Problem statement: Extract the complete data exactly as given.
** Start Data entries **
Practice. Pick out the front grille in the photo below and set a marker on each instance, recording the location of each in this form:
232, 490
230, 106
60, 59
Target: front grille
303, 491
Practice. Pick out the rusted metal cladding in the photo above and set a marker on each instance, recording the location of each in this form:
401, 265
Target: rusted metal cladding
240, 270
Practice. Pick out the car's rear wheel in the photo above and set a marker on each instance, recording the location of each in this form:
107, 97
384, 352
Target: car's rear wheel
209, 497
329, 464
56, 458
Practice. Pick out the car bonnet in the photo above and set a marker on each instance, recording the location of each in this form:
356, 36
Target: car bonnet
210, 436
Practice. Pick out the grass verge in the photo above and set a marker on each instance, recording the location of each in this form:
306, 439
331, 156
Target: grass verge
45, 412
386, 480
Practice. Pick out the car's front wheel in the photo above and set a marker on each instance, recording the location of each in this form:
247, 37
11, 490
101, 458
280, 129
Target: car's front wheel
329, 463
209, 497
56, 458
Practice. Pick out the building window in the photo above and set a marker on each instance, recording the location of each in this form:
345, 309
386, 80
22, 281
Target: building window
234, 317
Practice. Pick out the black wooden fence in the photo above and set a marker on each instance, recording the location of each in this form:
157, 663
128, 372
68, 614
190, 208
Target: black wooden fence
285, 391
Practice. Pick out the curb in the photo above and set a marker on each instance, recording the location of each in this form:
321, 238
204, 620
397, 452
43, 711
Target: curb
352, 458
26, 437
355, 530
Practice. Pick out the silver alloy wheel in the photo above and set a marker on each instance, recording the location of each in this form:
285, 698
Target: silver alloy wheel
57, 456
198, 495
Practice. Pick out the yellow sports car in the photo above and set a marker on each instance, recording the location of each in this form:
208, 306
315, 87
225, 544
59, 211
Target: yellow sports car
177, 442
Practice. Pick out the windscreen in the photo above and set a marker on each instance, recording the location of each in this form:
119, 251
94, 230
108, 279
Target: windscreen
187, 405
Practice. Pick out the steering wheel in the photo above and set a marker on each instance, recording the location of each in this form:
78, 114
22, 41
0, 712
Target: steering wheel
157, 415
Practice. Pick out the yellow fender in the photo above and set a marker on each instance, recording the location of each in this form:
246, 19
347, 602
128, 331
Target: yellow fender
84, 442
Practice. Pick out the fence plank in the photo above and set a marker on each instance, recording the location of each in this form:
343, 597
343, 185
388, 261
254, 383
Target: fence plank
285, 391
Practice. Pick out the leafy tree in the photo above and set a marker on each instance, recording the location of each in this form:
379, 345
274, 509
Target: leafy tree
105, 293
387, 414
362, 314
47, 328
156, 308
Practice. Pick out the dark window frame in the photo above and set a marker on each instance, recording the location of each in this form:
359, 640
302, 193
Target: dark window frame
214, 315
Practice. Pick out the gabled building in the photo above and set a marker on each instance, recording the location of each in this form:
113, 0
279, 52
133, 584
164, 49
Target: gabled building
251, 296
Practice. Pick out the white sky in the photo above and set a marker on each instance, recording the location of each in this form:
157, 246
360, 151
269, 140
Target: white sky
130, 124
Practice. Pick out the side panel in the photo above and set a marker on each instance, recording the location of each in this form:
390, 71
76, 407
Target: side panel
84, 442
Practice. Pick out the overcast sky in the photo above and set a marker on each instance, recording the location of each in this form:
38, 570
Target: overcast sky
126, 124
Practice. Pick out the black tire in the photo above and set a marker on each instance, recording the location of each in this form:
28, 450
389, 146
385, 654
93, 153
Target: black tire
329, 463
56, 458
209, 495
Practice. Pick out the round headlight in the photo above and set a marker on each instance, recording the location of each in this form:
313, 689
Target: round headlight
** End Data entries **
Right answer:
Practice. Pick out the front grille in the photo below and set a marker on each instance, recording the location of each in this form:
232, 490
230, 106
60, 59
Target: front grille
303, 491
Practice. Pick out the rusted metal cladding in the photo above and set a marker on each instance, recording the location of each in this form:
401, 265
Target: rusted metal cladding
240, 270
Practice. Pick out the car's rear wheel in the photo above and set a marker on each instance, recording the location of each in this form:
107, 97
384, 352
Target: car's rear wheel
209, 497
329, 464
56, 458
Practice. Pick out the car bonnet in the photo above and set a marker on each instance, recording the location of each in this form:
356, 36
Target: car bonnet
210, 436
Practice. Pick out the grass verge in the photo above and set a marker on each instance, recording the location of each in this form:
306, 439
331, 156
Target: grass verge
45, 412
386, 480
Practice. Pick out the car's front wheel in the photo above and set a marker on each instance, recording the location of each in this form:
247, 37
11, 490
101, 458
280, 129
Target: car's front wheel
329, 463
209, 497
56, 458
Practice. Pick out the building window in the photo above and set a marker on each instance, recording the location of each in this form:
345, 309
386, 80
22, 281
Target: building window
234, 317
Practice. Pick out the black wooden fence in the photo above and set a marker on each instance, recording the location of each in this form:
157, 663
128, 372
68, 614
190, 208
Target: black wooden fence
285, 391
Practice. Pick out the curb in the photo above and set a marker on each instance, recording the location of each in this form:
321, 238
204, 620
397, 452
43, 711
Target: curb
352, 458
26, 437
355, 530
Practice. Pick out the silver alloy wheel in the photo above and set a marker on each instance, recording the location of each in this form:
285, 698
Target: silver alloy wheel
57, 456
198, 495
Practice. Pick out the yellow sports car in the photo above and set a marker on each instance, recording the location of each in this form:
208, 306
315, 87
225, 544
59, 211
Target: yellow sports car
177, 442
Practice. Pick out the windscreen in the photo above and set a marker on each instance, recording the location of each in this form:
119, 251
94, 230
108, 279
Target: windscreen
187, 405
Practice. Pick out the steering wheel in the photo above and set a marker on each instance, recording the location of each in this form:
78, 114
22, 41
0, 712
Target: steering wheel
157, 415
Practice. Pick out the yellow fender in the photo above and set a marker on each instance, recording the location of each in this form:
246, 19
347, 602
128, 331
Target: yellow fender
84, 442
Practice. Pick out the fence plank in the photo above and set a marker on each instance, recording the location of each in this form:
343, 597
343, 185
388, 261
254, 383
Target: fence plank
285, 391
Practice. Pick out the leafy tree in the photo above and set a marker on each instance, recording the location of each in this form:
379, 345
274, 509
Target: leafy tree
105, 293
387, 414
362, 314
47, 328
156, 308
Practice. Pick out the dark window frame in the photo above and set a marker on each instance, recording the location of each in this form:
359, 640
302, 193
Target: dark window frame
214, 315
Practice. Pick out the gabled building in the photo above and set a marker on each instance, recording the location of each in this form:
113, 0
279, 52
133, 584
164, 49
Target: gabled building
251, 296
Practice. Pick out the white sky in the photo above and set a marker on each instance, recording the location of each in this form:
157, 246
360, 151
269, 140
Target: white sky
130, 124
Practice. Pick out the side panel in the photo above and set a marker on each instance, recording the location of each in this form:
390, 71
76, 407
Target: side panel
84, 442
Practice. Pick out the overcast sky in the photo above and set a marker on each instance, recording the location of each in this form:
38, 570
Target: overcast sky
126, 124
Practice. Pick out the black tire in the photo above and set a marker on each instance, recording the location of each in this form:
28, 450
389, 146
385, 654
93, 153
Target: black tire
329, 463
56, 458
209, 495
Practice. Pick out the round headlight in the photo above and set a marker on each instance, recording the location of each in this form:
313, 689
Target: round headlight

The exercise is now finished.